>> Start Data lines

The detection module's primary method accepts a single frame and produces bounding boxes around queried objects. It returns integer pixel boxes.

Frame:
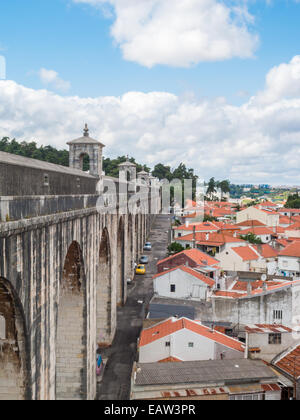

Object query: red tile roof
[231,246,259,261]
[279,216,291,225]
[139,318,244,352]
[245,324,293,334]
[158,356,183,363]
[173,222,219,232]
[251,244,278,258]
[214,290,244,299]
[284,222,300,231]
[176,232,244,246]
[214,280,300,299]
[231,280,280,292]
[157,248,219,266]
[278,208,300,214]
[153,265,215,287]
[279,241,300,257]
[240,226,274,235]
[274,345,300,379]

>> End Data lines

• What is needed: Put every line of the items above into a numbered list, leaving out blank lines and the pictures.

• Solution:
1. The detection module's primary method accepts a single frame and produces bounding boxes around queried objects. It returns integer pixel boxes.
2. Frame:
3. Object query: red tile roof
4. [231,246,259,261]
5. [279,216,291,225]
6. [139,318,244,352]
7. [245,324,293,334]
8. [158,356,183,363]
9. [173,222,219,232]
10. [251,244,278,258]
11. [214,290,244,299]
12. [284,222,300,231]
13. [176,232,244,246]
14. [214,280,300,299]
15. [231,280,280,292]
16. [157,248,219,266]
17. [278,208,300,214]
18. [153,265,215,287]
19. [279,241,300,257]
20. [240,226,274,235]
21. [274,345,300,379]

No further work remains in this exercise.